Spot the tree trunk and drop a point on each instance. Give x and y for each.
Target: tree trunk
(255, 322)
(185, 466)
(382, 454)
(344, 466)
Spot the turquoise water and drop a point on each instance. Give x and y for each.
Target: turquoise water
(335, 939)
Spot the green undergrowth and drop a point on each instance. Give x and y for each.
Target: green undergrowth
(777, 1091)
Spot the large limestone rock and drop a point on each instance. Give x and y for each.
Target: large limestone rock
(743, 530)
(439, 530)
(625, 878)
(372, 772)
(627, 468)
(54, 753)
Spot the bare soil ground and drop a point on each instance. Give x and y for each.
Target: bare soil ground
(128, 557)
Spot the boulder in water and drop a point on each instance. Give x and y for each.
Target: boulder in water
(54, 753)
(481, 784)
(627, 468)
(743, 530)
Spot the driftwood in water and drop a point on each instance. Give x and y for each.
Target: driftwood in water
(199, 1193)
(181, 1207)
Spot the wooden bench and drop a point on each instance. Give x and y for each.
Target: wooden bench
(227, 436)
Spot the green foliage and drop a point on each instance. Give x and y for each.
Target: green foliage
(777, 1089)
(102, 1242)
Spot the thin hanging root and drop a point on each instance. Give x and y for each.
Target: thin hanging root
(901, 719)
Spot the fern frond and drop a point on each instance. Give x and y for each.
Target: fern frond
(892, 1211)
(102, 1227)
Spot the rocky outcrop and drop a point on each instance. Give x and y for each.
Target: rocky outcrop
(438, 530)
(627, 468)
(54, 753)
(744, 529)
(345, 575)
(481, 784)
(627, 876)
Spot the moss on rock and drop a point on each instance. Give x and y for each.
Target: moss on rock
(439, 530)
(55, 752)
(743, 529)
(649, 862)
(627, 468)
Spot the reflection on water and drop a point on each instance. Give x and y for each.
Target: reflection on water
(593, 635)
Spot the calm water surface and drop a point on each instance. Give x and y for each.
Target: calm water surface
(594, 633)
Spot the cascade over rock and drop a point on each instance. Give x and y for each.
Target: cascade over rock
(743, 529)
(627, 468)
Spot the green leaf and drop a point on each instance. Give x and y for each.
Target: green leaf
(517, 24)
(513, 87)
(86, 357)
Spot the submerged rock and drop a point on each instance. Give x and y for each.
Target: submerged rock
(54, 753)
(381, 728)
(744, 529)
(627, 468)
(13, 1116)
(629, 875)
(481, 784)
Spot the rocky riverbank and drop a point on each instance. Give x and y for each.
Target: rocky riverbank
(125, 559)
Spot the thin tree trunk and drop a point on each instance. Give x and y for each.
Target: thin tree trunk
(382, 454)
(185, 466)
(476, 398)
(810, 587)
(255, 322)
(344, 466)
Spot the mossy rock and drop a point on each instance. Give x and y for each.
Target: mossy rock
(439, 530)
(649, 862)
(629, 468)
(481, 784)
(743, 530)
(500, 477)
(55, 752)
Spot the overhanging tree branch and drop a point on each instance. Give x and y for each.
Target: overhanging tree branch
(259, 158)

************

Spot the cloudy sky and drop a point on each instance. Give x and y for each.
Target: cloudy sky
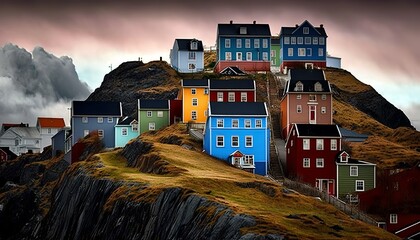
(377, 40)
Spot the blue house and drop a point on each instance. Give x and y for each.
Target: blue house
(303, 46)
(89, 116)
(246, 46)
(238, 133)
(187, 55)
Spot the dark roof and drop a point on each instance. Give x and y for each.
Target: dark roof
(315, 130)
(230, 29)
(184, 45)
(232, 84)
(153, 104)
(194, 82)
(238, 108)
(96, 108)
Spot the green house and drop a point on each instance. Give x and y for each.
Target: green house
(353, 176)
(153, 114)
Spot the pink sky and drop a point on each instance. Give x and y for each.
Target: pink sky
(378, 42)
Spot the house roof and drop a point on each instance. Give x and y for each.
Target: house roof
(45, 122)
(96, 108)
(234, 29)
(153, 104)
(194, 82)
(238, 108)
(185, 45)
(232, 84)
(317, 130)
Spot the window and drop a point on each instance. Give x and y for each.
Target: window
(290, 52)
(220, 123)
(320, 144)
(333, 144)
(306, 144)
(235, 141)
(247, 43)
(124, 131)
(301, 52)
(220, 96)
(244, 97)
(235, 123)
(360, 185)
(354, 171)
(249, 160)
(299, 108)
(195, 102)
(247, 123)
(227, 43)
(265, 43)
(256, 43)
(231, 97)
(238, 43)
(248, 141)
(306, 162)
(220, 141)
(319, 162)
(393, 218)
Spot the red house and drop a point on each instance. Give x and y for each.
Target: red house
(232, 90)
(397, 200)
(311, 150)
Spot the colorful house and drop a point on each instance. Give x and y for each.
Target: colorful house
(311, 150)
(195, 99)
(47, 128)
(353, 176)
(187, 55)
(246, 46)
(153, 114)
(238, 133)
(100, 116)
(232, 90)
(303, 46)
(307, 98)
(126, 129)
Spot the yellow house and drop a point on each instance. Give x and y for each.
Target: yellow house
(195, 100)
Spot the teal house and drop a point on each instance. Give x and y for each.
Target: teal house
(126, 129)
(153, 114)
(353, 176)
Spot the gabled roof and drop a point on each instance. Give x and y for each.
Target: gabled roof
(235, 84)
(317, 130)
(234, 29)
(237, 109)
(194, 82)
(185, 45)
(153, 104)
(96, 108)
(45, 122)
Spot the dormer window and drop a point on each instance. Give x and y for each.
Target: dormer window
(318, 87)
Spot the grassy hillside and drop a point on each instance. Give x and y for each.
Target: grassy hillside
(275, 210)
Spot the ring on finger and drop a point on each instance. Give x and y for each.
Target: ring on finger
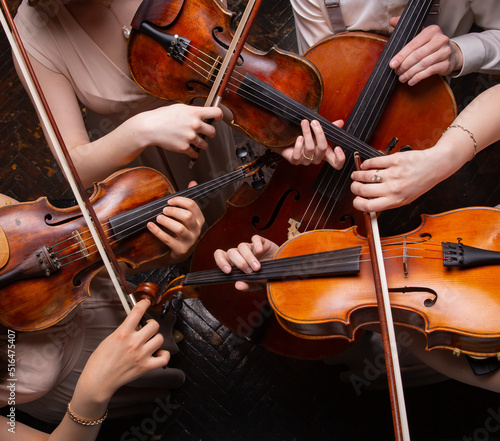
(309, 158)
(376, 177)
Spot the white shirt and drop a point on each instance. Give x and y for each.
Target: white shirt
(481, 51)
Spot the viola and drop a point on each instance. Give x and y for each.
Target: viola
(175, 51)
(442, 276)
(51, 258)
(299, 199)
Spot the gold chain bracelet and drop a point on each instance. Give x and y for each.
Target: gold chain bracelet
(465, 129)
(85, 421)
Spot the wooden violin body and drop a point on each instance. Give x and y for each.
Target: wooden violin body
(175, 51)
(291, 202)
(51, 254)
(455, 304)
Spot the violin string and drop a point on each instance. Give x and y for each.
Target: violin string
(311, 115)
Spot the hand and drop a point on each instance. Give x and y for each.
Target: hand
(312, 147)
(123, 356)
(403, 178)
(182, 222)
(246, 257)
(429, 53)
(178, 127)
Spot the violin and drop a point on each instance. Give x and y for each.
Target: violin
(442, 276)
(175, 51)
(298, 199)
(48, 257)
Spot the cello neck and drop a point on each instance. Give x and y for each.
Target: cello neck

************

• Work required
Starting at the line that contains "Spot the violin string" and stopping after the line that contains "Target: cello neck", render only those lines as a numbered list with blank lines dropped.

• Written reply
1. Spot the violin string and drop a point on each instance. Give x and y for each.
2. Target: violin string
3. (311, 115)
4. Spot the hand and drop a point on each instance. Give x and y for each.
5. Target: hand
6. (312, 147)
7. (123, 356)
8. (403, 178)
9. (182, 222)
10. (246, 257)
11. (429, 53)
12. (178, 127)
13. Spot the violin and drop a point on each instance. Give x and y for each.
14. Target: violin
15. (442, 276)
16. (175, 51)
17. (298, 199)
18. (48, 257)
19. Spot the cello neck and drop a point on each instance. Give x and y for each.
20. Target: cello neck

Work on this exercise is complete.